[Extracted entries]

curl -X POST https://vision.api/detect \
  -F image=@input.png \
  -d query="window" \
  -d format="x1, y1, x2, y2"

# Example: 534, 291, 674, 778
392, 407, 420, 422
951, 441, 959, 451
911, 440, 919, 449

[Problem] Reproduce only those lines of the entries above that run from the line with "-F image=@input.png \" to the final line.

[Output below]
  -F image=@input.png \
  -d query="window" \
  -d format="x1, y1, x2, y2"

# Example: 534, 291, 674, 778
392, 407, 420, 422
951, 441, 959, 451
911, 440, 919, 449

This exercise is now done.